--- Data supplied ---
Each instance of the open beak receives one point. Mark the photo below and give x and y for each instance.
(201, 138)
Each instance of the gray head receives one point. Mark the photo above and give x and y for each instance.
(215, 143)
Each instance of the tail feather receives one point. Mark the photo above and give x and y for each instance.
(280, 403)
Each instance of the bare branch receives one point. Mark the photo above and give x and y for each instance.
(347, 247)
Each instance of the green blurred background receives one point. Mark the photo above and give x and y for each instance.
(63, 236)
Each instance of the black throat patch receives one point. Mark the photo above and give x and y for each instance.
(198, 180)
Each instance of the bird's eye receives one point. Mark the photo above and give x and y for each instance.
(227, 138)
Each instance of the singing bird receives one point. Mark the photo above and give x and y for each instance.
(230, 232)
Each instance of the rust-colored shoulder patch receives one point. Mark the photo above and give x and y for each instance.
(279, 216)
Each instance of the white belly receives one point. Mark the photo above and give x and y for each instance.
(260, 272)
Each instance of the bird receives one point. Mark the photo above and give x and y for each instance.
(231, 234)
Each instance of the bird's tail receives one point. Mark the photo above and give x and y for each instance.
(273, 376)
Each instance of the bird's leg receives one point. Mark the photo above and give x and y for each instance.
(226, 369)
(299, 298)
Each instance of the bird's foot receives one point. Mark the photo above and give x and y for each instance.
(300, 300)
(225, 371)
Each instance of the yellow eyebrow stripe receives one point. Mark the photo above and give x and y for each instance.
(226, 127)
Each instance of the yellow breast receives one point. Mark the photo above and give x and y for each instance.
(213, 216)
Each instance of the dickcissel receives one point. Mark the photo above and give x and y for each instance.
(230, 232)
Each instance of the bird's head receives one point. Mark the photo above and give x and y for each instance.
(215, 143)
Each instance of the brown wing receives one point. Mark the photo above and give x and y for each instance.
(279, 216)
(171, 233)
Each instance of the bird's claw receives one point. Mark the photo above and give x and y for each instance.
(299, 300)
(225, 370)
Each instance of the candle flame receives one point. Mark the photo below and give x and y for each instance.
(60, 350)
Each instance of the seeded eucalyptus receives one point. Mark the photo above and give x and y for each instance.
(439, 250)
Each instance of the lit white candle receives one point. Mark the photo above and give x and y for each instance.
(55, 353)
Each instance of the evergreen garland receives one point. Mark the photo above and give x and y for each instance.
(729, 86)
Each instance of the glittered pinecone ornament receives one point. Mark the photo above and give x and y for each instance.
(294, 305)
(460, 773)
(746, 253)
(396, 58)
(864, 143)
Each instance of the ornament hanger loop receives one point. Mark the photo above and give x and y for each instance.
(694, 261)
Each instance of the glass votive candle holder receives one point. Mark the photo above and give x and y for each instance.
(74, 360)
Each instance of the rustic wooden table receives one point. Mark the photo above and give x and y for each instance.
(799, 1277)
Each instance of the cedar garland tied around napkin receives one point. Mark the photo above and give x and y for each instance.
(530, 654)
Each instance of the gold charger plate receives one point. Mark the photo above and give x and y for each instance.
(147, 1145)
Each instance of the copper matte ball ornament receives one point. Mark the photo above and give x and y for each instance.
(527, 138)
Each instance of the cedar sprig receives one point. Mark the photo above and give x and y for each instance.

--- Stated problem ---
Output all of the material exactly as written.

--- Complete output ---
Each instance of the open beak receives one point. Mark the photo below and give x and y for each instance.
(201, 138)
Each instance of the gray head receives one point. Mark the photo above and give x and y for each instance.
(215, 143)
Each instance of the tail feather receives one point. Mark the photo above and give x and y for each instance.
(280, 403)
Each instance of the bare branch receives one point. Mark the photo above and give x and y for each instance.
(347, 247)
Each instance of the green blurred background receives one point. Mark the photo above and give x and y for each instance.
(63, 236)
Each instance of the black throat patch receives one point. Mark the photo above and give x and y for each instance.
(198, 180)
Each instance of the bird's eye receives one point. Mark the photo above and give x and y for each instance.
(227, 138)
Each instance of the singing bird receives one point. Mark the photo above and give x and y for each instance.
(230, 232)
Each instance of the rust-colored shoulder patch receives one point. Mark the photo above and give x and y for each instance.
(279, 216)
Each instance of the white belly receives one point. Mark the photo above and give x and y for each instance.
(260, 272)
Each instance of the bird receives one point. Mark the photo above and give x and y for each instance.
(231, 234)
Each instance of the bird's tail receives one point. Mark the photo above and give x and y for each instance.
(273, 376)
Each instance of the bird's leg receives one point. Mark the photo above and give x and y for each instance.
(226, 369)
(299, 298)
Each instance of the bird's foot receives one point. Mark the photo above and give x and y for each instance.
(300, 300)
(225, 371)
Each instance of the yellow eyebrow stripe receives one point. Mark the photo above and give x and y for each instance.
(226, 127)
Each instance of the yellow breast receives one point. Mark the photo above and give x and y for each instance.
(213, 216)
Each instance of the dickcissel receives one point. Mark the photo above and give x and y for each instance.
(230, 232)
Each instance of the bird's head receives one point. Mark the photo above and give x and y for each instance.
(215, 143)
Each instance of the brown wing receives one point. Mark the photo above and give x and y for each instance.
(279, 216)
(171, 233)
Each instance of the bird's claw receives one point. Mark the photo above and give x and y for each instance.
(299, 300)
(225, 370)
Each instance of the candle flame receives one point. Mark the photo below and give x and y for each instance.
(60, 350)
Each instance of the seeded eucalyptus receives one point. Mark the photo above and give x and y for each instance.
(439, 250)
Each instance of the lit white candle receives one point. Mark the photo above and give x and y for each instance.
(55, 353)
Each instance of the evergreen garland receives one point. Mark the photo above and give x and y for each instance.
(729, 86)
Each instance of the glittered pinecone ornament receives one point. Mark the photo above and give x and y for each instance.
(294, 305)
(460, 773)
(746, 253)
(396, 58)
(864, 143)
Each instance of the ornament hanger loop receives one point. Mark the photo above and give x and y for each instance.
(694, 261)
Each instance of the glass votive candle holder receives one point. Mark the photo above and give x and y for each instance.
(74, 360)
Each instance of the rustic wooden table receives one point. Mark the photo above and give x and y for each instance.
(799, 1277)
Each instance of the cedar garland tied around napkin receives one point. Mark the photo above and give x and y for each instance.
(530, 654)
Each instance of the gold charger plate receives one point. Mark the photo above and give x and y for each instance.
(147, 1145)
Each instance of the copper matte ball ornament receives one point. Mark the photo above and give x and y for each instance.
(527, 138)
Each instance of the cedar sprig receives one point. Mark the photo above and give x and y for each instance.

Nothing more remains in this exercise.